AIM OF THE EXERCISE: What lines below include the string "queue"? Pick them out and copy them.

----

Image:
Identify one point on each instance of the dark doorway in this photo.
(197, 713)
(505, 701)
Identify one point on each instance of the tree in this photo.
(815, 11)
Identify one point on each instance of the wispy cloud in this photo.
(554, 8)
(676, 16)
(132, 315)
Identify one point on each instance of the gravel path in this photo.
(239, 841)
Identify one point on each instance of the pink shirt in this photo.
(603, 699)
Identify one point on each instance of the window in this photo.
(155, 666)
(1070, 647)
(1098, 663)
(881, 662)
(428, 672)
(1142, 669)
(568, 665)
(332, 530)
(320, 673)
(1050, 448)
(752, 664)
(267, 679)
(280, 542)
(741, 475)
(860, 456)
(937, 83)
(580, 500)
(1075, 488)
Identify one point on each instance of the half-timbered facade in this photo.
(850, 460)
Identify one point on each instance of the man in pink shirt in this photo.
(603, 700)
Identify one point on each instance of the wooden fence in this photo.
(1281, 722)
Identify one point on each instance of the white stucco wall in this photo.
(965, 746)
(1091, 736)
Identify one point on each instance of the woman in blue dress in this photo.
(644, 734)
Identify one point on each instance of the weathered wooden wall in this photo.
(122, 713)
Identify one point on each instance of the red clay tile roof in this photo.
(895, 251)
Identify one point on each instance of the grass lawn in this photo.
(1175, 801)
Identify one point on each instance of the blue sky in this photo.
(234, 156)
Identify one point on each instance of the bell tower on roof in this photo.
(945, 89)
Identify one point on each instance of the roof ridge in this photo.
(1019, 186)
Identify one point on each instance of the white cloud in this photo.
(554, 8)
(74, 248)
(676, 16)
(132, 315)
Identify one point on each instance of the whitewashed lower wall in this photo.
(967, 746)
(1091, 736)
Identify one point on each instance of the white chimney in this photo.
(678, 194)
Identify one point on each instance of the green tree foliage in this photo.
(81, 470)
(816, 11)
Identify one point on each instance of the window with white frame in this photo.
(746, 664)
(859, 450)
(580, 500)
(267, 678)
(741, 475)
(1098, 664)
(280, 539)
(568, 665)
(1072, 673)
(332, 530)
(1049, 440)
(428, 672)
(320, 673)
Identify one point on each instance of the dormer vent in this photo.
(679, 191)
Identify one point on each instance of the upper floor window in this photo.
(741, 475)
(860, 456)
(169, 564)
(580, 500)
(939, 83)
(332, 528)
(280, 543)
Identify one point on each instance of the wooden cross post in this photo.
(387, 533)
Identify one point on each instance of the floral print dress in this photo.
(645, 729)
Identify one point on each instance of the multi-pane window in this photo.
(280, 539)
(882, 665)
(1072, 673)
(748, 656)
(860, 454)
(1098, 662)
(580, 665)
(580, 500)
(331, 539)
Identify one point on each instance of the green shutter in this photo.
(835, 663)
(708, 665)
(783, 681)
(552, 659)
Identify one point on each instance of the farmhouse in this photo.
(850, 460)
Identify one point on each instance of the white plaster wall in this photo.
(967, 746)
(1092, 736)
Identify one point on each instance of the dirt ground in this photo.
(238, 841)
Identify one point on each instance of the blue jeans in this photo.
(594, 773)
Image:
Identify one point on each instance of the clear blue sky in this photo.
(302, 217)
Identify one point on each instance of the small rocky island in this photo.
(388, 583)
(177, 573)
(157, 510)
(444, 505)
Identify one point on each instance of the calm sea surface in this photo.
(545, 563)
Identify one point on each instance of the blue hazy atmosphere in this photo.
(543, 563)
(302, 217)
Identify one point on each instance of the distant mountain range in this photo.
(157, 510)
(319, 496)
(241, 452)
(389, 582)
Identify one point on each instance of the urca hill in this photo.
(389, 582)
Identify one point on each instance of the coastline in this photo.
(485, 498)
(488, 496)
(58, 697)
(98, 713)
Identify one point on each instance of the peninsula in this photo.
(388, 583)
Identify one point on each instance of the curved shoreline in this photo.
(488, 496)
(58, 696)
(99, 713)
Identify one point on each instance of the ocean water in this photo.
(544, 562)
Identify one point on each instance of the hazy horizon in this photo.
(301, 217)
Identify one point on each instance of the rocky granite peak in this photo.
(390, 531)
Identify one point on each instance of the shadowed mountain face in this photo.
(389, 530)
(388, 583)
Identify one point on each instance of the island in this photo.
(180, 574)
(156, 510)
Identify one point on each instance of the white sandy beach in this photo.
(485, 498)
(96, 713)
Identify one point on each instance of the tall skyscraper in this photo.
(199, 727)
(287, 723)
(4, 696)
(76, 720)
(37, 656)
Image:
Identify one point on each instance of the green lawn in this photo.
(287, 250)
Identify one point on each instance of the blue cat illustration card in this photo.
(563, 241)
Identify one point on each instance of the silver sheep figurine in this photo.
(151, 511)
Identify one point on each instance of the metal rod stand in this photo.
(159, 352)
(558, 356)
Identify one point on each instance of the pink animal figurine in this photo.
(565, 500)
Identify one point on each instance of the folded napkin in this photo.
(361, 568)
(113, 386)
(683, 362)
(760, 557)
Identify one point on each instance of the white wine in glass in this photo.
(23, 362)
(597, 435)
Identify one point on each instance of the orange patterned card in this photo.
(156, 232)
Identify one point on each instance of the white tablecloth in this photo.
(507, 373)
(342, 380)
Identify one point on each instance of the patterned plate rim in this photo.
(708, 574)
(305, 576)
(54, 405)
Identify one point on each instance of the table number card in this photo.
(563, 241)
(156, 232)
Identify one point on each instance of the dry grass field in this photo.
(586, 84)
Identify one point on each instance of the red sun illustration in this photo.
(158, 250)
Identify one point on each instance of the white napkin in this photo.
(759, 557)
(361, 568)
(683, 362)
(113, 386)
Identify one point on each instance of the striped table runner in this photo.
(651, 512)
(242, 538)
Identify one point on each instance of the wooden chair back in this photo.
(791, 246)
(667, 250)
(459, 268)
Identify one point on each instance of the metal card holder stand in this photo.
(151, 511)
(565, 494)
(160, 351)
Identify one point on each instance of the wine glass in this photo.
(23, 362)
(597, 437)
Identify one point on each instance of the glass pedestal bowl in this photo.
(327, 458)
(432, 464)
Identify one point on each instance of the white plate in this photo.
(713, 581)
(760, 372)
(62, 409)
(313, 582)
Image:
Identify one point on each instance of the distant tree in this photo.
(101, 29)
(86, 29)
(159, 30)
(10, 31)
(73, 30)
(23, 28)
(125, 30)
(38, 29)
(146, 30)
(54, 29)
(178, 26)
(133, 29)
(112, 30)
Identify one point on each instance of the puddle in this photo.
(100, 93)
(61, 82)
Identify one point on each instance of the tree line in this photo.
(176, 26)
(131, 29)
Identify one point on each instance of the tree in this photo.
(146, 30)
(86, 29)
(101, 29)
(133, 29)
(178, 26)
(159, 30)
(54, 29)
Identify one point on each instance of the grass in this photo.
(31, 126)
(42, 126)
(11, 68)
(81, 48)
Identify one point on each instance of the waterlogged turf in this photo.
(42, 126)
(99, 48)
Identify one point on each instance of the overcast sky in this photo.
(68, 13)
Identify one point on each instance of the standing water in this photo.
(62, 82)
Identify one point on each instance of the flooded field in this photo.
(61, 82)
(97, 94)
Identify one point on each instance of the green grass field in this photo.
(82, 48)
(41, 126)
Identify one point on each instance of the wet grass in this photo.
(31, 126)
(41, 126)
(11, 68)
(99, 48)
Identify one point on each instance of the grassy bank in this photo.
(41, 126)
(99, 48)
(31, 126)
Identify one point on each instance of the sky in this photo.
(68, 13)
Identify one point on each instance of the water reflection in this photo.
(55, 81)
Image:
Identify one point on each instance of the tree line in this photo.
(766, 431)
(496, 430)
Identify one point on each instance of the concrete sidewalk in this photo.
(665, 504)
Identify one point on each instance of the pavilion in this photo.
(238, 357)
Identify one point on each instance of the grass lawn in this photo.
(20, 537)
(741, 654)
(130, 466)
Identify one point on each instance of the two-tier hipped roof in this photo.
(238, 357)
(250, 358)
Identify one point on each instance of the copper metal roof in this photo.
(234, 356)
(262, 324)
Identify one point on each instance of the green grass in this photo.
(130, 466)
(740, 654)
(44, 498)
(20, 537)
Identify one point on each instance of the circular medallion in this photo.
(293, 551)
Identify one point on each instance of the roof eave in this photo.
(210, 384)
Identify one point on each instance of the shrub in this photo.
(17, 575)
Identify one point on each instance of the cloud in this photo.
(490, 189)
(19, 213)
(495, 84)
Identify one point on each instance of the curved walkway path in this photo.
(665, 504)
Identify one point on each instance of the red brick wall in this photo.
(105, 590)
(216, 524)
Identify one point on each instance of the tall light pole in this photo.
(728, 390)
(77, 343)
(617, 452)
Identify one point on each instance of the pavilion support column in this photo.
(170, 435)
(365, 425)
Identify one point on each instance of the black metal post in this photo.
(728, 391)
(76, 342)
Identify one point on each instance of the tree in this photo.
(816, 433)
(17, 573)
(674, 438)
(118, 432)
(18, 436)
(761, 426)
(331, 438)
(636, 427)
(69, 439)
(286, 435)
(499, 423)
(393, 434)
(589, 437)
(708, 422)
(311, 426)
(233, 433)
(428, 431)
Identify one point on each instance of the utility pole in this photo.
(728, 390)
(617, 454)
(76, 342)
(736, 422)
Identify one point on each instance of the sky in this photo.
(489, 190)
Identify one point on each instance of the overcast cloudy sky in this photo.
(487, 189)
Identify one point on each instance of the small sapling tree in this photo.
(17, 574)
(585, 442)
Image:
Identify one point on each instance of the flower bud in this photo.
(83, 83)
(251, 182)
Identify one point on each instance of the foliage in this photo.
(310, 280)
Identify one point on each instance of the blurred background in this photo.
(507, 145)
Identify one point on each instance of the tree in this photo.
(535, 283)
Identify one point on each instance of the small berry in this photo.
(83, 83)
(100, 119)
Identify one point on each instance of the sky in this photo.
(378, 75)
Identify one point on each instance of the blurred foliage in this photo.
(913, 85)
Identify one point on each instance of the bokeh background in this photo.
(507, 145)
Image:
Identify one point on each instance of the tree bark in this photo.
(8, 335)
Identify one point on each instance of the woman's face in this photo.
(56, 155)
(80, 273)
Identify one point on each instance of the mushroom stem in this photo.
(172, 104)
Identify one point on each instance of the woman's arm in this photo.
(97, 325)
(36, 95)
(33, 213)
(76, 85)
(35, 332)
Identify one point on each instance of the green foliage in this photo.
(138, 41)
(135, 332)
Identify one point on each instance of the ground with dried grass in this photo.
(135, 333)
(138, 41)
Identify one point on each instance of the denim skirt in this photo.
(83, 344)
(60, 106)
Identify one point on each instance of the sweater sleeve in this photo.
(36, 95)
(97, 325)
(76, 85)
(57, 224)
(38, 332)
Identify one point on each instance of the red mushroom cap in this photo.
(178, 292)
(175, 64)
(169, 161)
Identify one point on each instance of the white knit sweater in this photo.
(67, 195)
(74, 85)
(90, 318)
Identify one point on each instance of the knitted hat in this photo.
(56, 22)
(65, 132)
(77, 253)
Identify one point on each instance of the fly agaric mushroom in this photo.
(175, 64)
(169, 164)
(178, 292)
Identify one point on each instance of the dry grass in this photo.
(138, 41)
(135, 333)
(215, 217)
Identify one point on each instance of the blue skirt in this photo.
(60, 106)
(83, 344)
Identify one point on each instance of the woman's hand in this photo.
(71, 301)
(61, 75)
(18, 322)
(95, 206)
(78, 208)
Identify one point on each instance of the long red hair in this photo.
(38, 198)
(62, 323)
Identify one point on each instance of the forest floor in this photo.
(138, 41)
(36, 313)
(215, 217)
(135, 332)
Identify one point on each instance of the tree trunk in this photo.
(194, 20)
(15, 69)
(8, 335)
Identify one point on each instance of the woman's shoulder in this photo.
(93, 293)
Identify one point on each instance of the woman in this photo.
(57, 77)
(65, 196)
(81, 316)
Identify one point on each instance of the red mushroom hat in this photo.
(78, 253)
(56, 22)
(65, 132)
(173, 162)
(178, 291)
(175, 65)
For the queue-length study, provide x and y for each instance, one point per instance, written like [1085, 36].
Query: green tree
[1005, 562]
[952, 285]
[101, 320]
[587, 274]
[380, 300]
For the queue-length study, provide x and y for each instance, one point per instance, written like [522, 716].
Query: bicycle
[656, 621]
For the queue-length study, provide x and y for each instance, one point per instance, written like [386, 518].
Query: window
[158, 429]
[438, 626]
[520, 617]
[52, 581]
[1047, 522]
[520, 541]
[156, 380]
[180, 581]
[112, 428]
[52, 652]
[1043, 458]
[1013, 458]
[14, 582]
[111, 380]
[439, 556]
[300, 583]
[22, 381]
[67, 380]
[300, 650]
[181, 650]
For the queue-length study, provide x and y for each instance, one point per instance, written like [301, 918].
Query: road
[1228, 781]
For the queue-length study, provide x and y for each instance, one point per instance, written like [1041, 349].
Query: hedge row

----

REPLY:
For the queue-length study, provide x and y for each instance, one point per instance, written like [1085, 36].
For the queue-length study, provide x and y for each instance, one point per instance, written like [522, 716].
For the queue-length study, provide x and y for each instance, one point per instance, written like [386, 518].
For the queue-length study, provide x and y for each instance, one point per instance, written like [301, 918].
For the queue-length study, provide x and y for each instance, one point per instance, written like [1041, 349].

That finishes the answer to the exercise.